#### [GOAL OF THE EXERCISE]
Where does the word "blocker" appear in the entries below? Copy each line that holds it.

----- SUPPLIED RECORDS -----

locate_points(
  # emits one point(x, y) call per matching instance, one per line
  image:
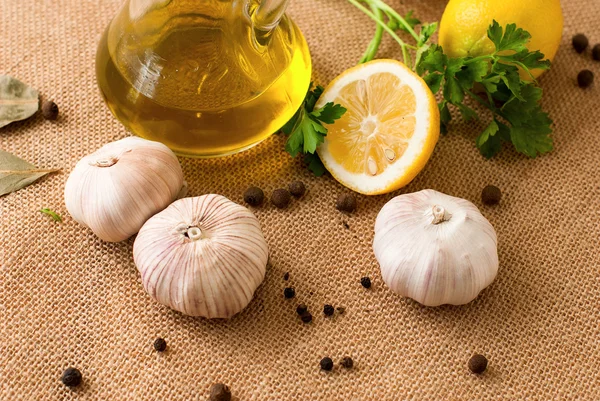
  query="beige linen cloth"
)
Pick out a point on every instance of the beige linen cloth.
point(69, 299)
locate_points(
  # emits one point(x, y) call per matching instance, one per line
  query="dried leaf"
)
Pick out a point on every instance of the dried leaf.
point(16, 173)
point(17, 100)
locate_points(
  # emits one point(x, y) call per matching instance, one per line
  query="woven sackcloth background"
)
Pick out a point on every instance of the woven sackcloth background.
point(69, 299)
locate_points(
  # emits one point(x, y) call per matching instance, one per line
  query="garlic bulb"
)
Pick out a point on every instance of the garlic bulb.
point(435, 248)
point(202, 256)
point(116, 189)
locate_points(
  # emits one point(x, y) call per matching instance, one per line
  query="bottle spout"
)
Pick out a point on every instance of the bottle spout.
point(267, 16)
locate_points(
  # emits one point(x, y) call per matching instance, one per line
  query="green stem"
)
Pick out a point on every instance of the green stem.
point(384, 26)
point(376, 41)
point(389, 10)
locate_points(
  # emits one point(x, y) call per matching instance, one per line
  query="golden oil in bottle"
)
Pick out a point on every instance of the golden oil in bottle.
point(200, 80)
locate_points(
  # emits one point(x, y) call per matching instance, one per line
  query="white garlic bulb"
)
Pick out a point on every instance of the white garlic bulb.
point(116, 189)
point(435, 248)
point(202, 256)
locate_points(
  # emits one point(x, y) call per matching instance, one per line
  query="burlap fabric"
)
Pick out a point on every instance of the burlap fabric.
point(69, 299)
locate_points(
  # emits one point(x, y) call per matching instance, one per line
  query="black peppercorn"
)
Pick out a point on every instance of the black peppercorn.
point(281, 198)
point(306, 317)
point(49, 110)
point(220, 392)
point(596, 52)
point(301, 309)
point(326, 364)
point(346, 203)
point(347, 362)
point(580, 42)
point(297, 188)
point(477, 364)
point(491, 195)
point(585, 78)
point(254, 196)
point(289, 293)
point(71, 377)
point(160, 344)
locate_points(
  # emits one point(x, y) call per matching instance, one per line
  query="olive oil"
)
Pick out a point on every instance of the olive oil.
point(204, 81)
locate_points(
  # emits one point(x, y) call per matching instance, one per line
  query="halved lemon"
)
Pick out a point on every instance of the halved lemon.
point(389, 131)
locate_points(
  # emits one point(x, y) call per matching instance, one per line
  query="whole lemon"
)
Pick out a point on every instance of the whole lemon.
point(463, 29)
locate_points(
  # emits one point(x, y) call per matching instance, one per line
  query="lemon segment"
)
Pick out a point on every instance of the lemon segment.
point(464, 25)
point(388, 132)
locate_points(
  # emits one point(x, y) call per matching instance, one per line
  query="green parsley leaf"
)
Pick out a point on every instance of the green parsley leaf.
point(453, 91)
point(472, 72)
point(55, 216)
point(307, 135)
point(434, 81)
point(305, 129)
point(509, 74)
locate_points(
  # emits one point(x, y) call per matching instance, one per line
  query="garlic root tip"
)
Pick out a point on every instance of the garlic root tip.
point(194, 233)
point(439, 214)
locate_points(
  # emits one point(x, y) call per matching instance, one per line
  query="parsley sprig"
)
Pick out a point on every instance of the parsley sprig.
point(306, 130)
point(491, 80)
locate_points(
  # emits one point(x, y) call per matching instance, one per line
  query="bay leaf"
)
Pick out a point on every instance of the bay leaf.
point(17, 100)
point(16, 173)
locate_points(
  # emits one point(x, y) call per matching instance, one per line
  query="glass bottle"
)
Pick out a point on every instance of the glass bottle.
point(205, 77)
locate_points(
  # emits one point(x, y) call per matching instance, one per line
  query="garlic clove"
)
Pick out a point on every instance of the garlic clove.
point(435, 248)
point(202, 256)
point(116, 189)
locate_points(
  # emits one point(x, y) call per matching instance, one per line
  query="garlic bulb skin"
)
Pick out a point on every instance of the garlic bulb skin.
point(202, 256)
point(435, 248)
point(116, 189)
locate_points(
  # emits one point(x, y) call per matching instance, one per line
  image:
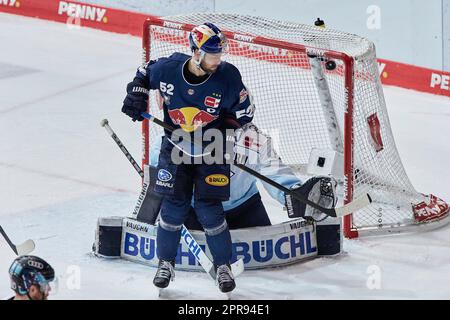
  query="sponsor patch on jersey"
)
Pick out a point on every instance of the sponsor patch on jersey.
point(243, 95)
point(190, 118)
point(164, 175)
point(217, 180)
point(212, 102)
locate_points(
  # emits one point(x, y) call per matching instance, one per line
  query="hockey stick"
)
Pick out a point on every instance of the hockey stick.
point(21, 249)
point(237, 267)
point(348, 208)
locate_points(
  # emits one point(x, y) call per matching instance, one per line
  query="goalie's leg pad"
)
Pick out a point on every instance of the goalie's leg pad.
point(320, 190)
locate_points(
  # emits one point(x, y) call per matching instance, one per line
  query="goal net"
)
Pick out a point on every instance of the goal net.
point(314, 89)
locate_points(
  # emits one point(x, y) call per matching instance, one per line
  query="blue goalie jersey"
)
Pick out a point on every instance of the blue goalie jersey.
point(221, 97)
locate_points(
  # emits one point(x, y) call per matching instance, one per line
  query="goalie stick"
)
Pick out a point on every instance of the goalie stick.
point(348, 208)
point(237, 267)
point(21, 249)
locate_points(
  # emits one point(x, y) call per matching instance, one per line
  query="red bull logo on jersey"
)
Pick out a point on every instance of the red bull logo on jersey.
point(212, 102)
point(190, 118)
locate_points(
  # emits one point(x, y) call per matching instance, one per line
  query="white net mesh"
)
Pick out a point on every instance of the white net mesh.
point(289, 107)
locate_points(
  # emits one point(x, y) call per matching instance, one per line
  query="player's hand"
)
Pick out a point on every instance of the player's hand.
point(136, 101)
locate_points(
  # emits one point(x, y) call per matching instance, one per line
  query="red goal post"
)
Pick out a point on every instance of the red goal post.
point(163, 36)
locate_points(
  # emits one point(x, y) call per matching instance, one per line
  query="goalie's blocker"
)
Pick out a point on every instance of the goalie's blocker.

-----

#### [SOLVED PROBLEM]
  query="goalie's blocker"
Pick out a point on every instance of the goalie's blocker.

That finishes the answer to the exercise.